- **TASK GOAL**: Copy the items from the very start through the line containing "21,9 -> 40,27", both ends included, requests and all, and nothing past that line. Shift every box coordinate in the answers up by 89, leaving the numbers in the requests and their format samples as they are.

- **MATERIAL SHOWN**:

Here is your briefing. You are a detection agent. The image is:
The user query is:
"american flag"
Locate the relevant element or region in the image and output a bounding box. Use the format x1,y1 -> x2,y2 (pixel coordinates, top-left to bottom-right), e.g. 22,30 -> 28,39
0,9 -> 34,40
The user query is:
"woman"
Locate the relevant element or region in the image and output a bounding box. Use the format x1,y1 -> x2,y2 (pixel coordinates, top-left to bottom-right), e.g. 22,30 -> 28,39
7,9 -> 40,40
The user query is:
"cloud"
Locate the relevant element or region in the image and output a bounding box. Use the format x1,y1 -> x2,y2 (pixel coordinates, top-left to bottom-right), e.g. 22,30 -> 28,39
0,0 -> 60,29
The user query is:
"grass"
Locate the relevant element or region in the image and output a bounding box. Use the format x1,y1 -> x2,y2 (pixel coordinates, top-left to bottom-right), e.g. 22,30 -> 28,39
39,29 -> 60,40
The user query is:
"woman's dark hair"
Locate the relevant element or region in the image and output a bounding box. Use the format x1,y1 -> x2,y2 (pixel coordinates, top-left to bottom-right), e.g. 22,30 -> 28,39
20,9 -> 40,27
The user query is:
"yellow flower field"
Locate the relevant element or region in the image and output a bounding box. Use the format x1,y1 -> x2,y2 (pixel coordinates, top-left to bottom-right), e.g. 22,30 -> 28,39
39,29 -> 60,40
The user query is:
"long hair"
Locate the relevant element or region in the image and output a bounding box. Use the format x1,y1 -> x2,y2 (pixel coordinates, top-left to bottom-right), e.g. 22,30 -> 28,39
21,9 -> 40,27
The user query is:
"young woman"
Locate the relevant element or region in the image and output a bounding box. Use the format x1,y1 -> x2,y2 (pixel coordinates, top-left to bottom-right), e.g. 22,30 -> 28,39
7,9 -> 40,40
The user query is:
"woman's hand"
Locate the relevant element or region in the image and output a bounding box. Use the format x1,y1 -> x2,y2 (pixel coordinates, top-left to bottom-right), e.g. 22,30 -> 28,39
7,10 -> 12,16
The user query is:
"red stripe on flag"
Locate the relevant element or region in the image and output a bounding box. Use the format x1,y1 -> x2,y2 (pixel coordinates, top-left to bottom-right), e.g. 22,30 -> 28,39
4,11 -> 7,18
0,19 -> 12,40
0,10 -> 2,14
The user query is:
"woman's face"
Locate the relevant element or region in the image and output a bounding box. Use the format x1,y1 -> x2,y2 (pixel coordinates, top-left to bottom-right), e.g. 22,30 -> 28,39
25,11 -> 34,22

- **THE COMPLETED TASK**:
Here is your briefing. You are a detection agent. The image is:
The user query is:
"american flag"
Locate the relevant element or region in the image and output a bounding box. Use the format x1,y1 -> x2,y2 (pixel coordinates, top-left to bottom-right), e.g. 22,30 -> 28,39
89,98 -> 123,129
The user query is:
"woman"
Locate the relevant element or region in the image and output a bounding box. Use the format x1,y1 -> x2,y2 (pixel coordinates, top-left to bottom-right), e.g. 22,30 -> 28,39
96,98 -> 129,129
The user query is:
"cloud"
Locate the relevant element or region in the image and output a bounding box. Use the format x1,y1 -> x2,y2 (pixel coordinates, top-left to bottom-right), e.g. 22,30 -> 28,39
89,89 -> 149,118
The user query is:
"grass"
Locate the relevant element or region in the image and output a bounding box. Use the format x1,y1 -> x2,y2 (pixel coordinates, top-left to bottom-right), e.g. 22,30 -> 28,39
128,118 -> 149,129
The user query is:
"woman's dark hair"
Locate the relevant element or region in the image and output a bounding box. Use the format x1,y1 -> x2,y2 (pixel coordinates, top-left to bottom-right), e.g. 22,30 -> 28,39
109,98 -> 129,116
The user query is:
"yellow flower field"
Locate the relevant element or region in the image and output a bounding box. Use the format x1,y1 -> x2,y2 (pixel coordinates, top-left to bottom-right), e.g. 22,30 -> 28,39
128,118 -> 149,129
The user query is:
"long hair"
Locate the relevant element or region in the image and output a bounding box. Use the format x1,y1 -> x2,y2 (pixel coordinates, top-left to bottom-right), e.g. 22,30 -> 28,39
110,98 -> 129,116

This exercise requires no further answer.